__About this exercise__
Which lines of the data contain the string "dark"? Copy every one of them.

[Stored records]

○ ○ ○ ○ ○ ○ ○

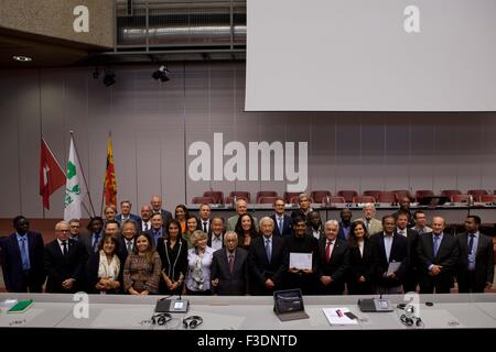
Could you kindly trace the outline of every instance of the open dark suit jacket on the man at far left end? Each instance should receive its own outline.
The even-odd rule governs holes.
[[[31,264],[31,277],[35,285],[41,287],[45,282],[45,273],[43,270],[43,237],[39,232],[28,231],[30,264]],[[6,288],[10,293],[22,292],[23,283],[23,270],[21,260],[21,250],[19,249],[18,238],[15,233],[3,238],[2,241],[2,270],[3,280],[6,282]]]

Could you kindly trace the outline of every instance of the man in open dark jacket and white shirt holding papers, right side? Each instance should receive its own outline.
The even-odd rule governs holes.
[[[405,219],[407,217],[405,216]],[[375,233],[370,241],[376,242],[378,249],[377,294],[402,294],[402,280],[408,266],[407,238],[395,232],[393,216],[382,217],[382,232]],[[395,263],[395,264],[392,264]],[[398,267],[396,267],[399,265]]]

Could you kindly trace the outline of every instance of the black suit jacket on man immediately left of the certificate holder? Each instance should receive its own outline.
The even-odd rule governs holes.
[[[272,235],[272,258],[270,263],[267,258],[265,240],[263,235],[252,239],[248,252],[250,289],[256,295],[272,294],[265,285],[268,278],[274,283],[274,289],[281,288],[284,273],[288,270],[288,250],[284,240]]]

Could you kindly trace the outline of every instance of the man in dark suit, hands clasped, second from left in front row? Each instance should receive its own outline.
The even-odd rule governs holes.
[[[46,292],[69,294],[83,288],[83,273],[87,253],[82,243],[69,239],[66,221],[55,226],[56,239],[45,246],[44,266],[47,274]]]

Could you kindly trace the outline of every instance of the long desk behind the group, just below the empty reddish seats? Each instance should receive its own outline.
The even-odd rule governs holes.
[[[187,205],[190,211],[196,211],[200,209],[200,205]],[[362,218],[364,208],[363,204],[333,204],[333,205],[322,205],[312,204],[313,210],[321,213],[321,218],[324,220],[336,219],[339,220],[339,212],[343,208],[349,208],[353,212],[353,218]],[[224,218],[231,217],[236,213],[234,205],[211,205],[212,212]],[[288,215],[291,211],[298,209],[296,205],[285,205],[285,212]],[[393,213],[398,211],[398,205],[391,204],[376,204],[377,215],[376,219],[381,219],[386,215]],[[465,221],[467,215],[478,216],[483,223],[496,223],[496,206],[494,204],[483,204],[476,202],[473,206],[467,206],[463,202],[449,202],[442,206],[436,206],[434,208],[428,206],[420,206],[418,204],[412,204],[410,207],[411,212],[416,210],[423,210],[428,216],[428,219],[432,219],[434,216],[443,217],[450,224],[462,224]],[[270,216],[273,213],[272,205],[261,205],[261,204],[249,204],[248,211],[256,218],[260,219],[263,216]]]

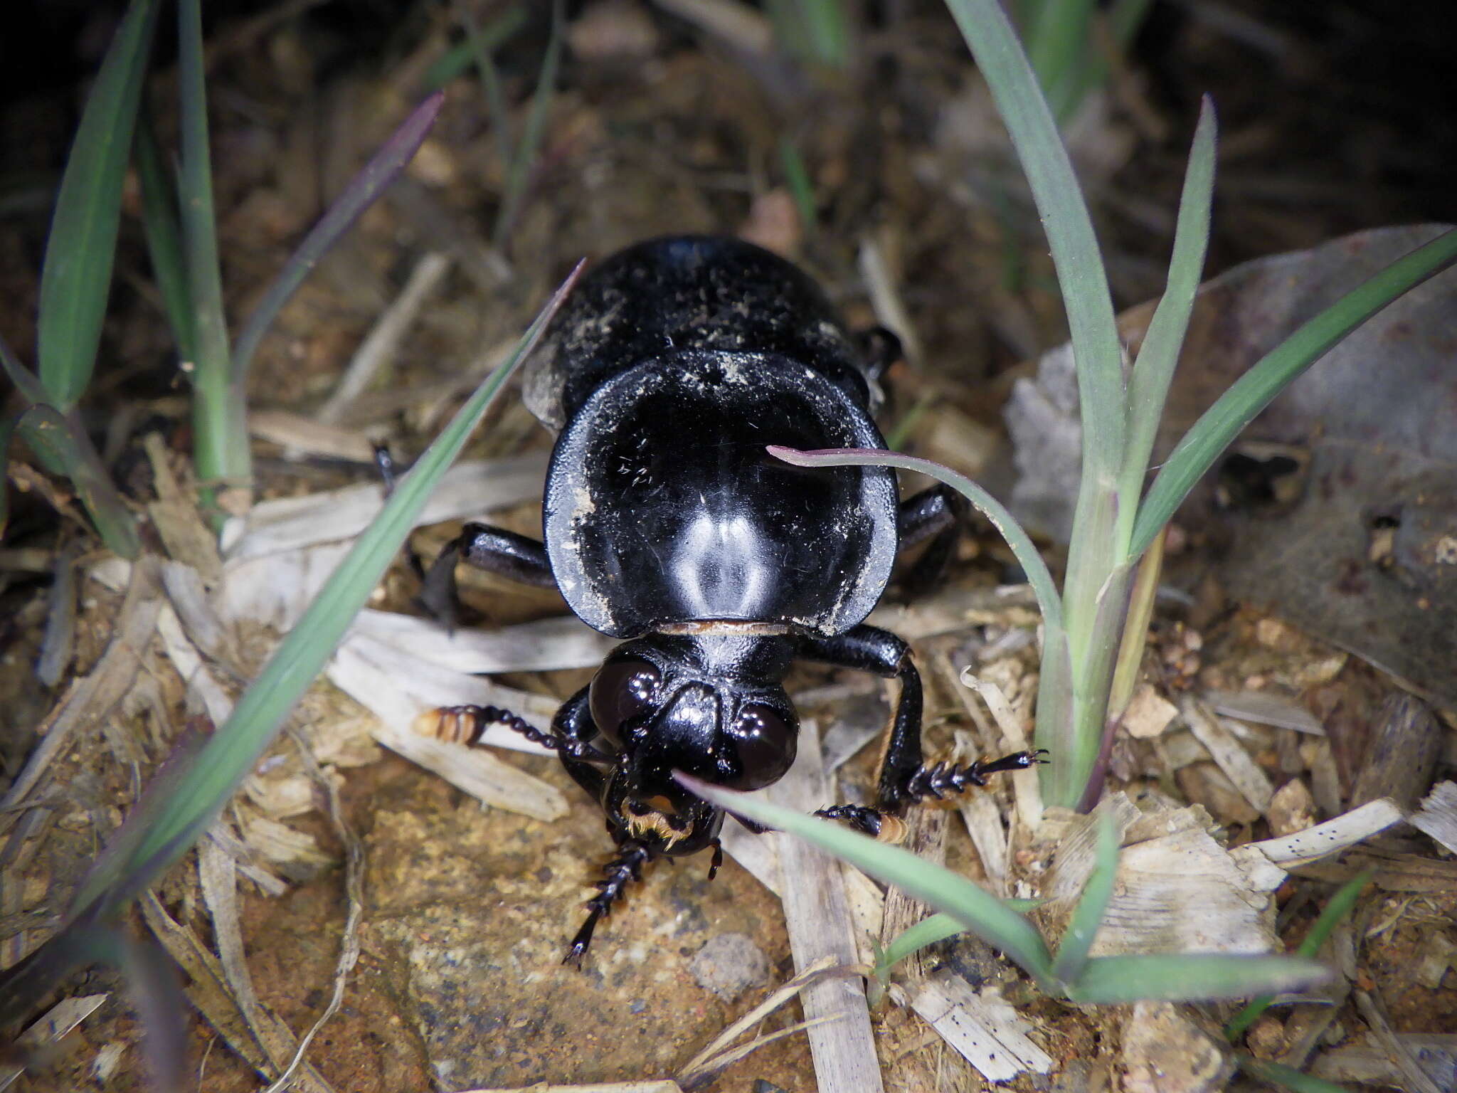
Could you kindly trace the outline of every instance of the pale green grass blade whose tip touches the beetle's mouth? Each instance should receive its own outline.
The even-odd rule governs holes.
[[[704,800],[765,823],[775,831],[785,831],[806,839],[863,869],[870,876],[895,885],[954,918],[965,930],[1000,949],[1036,979],[1046,981],[1052,957],[1048,955],[1048,946],[1043,944],[1036,927],[966,877],[918,858],[911,851],[849,831],[841,823],[804,816],[758,797],[689,778],[686,774],[675,774],[675,777]]]

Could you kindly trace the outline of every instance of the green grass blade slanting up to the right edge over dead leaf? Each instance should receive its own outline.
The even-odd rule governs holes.
[[[1346,293],[1240,376],[1185,433],[1183,440],[1164,462],[1138,510],[1129,557],[1138,557],[1148,549],[1148,544],[1158,529],[1169,523],[1195,482],[1214,466],[1240,430],[1250,424],[1291,380],[1402,293],[1415,289],[1454,261],[1457,261],[1457,229],[1447,230],[1425,246],[1396,259]]]

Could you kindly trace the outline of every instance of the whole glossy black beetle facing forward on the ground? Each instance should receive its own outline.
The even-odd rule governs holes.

○ ○ ○ ○ ○ ○ ○

__Output below__
Could you kindly trace the outline of every instance of the open dark suit jacket on the man at far left end? Each instance should receive its own outline.
Could you kindly trace the outline of every instance of the man in open dark jacket and white shirt holding papers, right side? Each instance should receive its own outline.
Could you kindly trace the outline of every instance of the man in dark suit, hands clasped, second from left in front row? Each instance should receive its own outline.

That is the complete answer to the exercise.